◆ PREGUNTAS:
1. Imprime sin cambios el fragmento del texto sobre la espeleología que empieza con las palabras que contienen "La pasión del" y acaba con "para los apasionados.".
2. Escribe lo que sigue en el texto sobre la espeleología y las cuevas, a partir de su última oración.

◆ TEXTO DEL EJERCICIO:
La espeleología tiene, como la dermatología, su propio lenguaje. Unos términos son de uso común: estalactitas, estalagmitas, columnas. Otros son menos conocidos pero de fácil interpretación: gateras, salas, coladas, simas. Algunos son más exóticos: gours, perlas de las cavernas, conos kársticos, etc. También es complejo el material y el equipamiento: maillón, croll, mosquetones, descendedor, arnés de pecho, carburero, etc. En apariencia, el material y la técnica de la espeleología tienen mucho que ver con el montañismo, pero las diferencias son importantes: en el montañismo la jornada suele comenzar subiendo y acaba descendiendo, mientras que en la espeleología es casi siempre al revés, es al final cuando se hace el mayor esfuerzo, el de ascensión. También son distintas las «contraindicaciones», el montañismo está vedado a las personas con pánico a las alturas, mientras que la espeleología no es la mejor afición para un claustrofóbico.
Las cuevas, como la piel, admiten miles de variantes en su superficie y sus colores. Sorprende lo que nos aguarda en esa oscuridad aparentemente hostil: texturas granulosas como la piel ictiósica, y suaves y sedosas como la piel infantil; duras como una esclerodermia, o delicadas y frágiles como una descamación furfurácea. También pueden verse formaciones angulosas y cortantes casi como un bisturí, o suaves y sinuosas como una cadera juvenil. Cada cueva, como cada paciente, es una aventura, un reto, una emoción y una experiencia que nos enriquece.
La pasión del descubrimientoLes passions sont les seuls orateurs qui persuadent toujours. (Las pasiones son los únicos oradores que convencen siempre.) F. de la Rochefoucault
Entrar en una cueva es una acción habitualmente desdeñada, salvo para los apasionados.
Recuerdo películas de mi infancia en las que uno de los principales castigos era verse encerrado en la oscuridad, en el silencio, el desconcierto, la ausencia de tiempo y referencias. La soledad de una cueva. La cueva era el horror, el castigo, la claustrofobia, la locura.

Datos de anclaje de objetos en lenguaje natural

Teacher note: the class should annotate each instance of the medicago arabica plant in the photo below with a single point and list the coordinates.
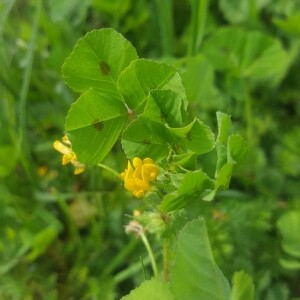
(143, 104)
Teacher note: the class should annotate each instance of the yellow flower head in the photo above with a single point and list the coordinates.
(69, 155)
(138, 175)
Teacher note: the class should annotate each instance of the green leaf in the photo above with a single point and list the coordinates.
(291, 25)
(169, 104)
(186, 160)
(289, 227)
(145, 138)
(195, 274)
(8, 159)
(142, 76)
(196, 137)
(153, 289)
(242, 287)
(290, 264)
(198, 77)
(94, 124)
(97, 60)
(193, 183)
(247, 54)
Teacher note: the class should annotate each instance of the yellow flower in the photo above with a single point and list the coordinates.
(69, 155)
(138, 175)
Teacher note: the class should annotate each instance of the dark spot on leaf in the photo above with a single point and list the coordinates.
(131, 113)
(98, 124)
(104, 68)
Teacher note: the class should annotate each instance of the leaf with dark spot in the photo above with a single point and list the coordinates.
(104, 67)
(98, 125)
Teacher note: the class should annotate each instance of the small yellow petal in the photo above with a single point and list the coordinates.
(137, 162)
(147, 160)
(66, 140)
(138, 194)
(79, 170)
(60, 147)
(67, 158)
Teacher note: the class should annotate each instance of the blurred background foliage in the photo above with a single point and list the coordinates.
(61, 236)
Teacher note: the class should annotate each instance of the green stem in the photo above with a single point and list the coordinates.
(166, 255)
(199, 14)
(248, 115)
(112, 171)
(25, 157)
(150, 253)
(166, 26)
(130, 271)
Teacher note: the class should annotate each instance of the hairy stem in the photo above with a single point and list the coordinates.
(150, 253)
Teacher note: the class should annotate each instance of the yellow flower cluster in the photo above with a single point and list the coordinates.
(69, 155)
(138, 175)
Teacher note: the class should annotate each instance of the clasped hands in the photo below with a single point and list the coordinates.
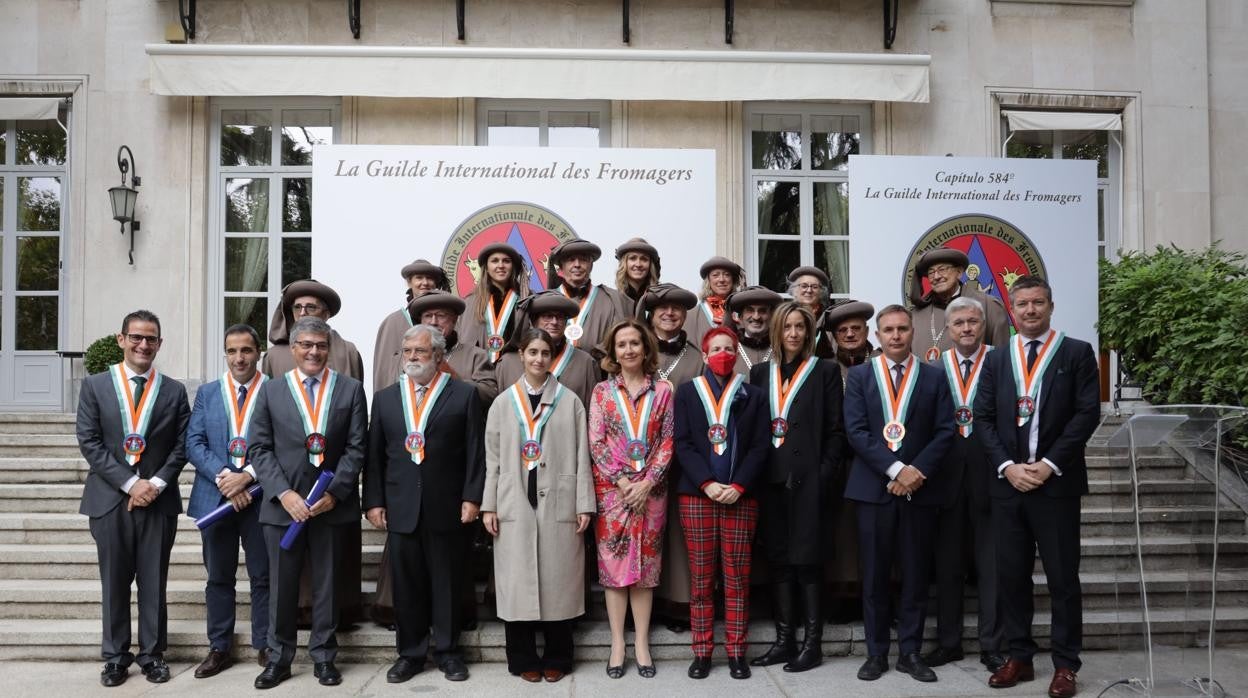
(907, 482)
(1026, 477)
(721, 493)
(298, 508)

◆ RESPUESTAS NUMERADAS:
1.
La pasión del descubrimientoLes passions sont les seuls orateurs qui persuadent toujours. (Las pasiones son los únicos oradores que convencen siempre.) F. de la Rochefoucault
Entrar en una cueva es una acción habitualmente desdeñada, salvo para los apasionados.

2.
Pocas veces la cueva era un recurso, una salvación, una madre amantísima. Sólo para los que huyendo encontraban protección y amparo en ella. El ejemplo paradigmático lo constituye Genoveva de Brabante, la dama aristocrática destinada a la muerte por su marido. Apiadado el verdugo de su destino cruel, la abandona a su suerte en la espesura de los bosques. En una cueva encuentra su refugio, y pasa años en los que vive con su hijo nacido a los pocos meses de su destierro, hasta su rehabilitación. Toda una historia de amor entre la cueva y la mujer.
Así que puede ser comprensible que algunos, no diré locos, ni orates, ni temerarios, ni desconcertantes… algunos, repito, encuentren en las cuevas una pasión.
Y uno de ellos es nuestro erudito dermatólogo, que halla en la conquista de una cueva un reto personal. Emilio del Río, hombre gallego en su origen, comportamiento y afectos, ha encontrado en la búsqueda y conquista de la oscuridad un objetivo, un más allá de la emoción y la razón. Una pasión casi sobrenatural. Las habilidades necesarias, el carácter imprescindible, las fobias inexistentes, convierten a la espeleología en algo más que una simple afición, en una magnífica pasión.
La pasión del descubrimiento, inagotable y hermosa. ¿No creen?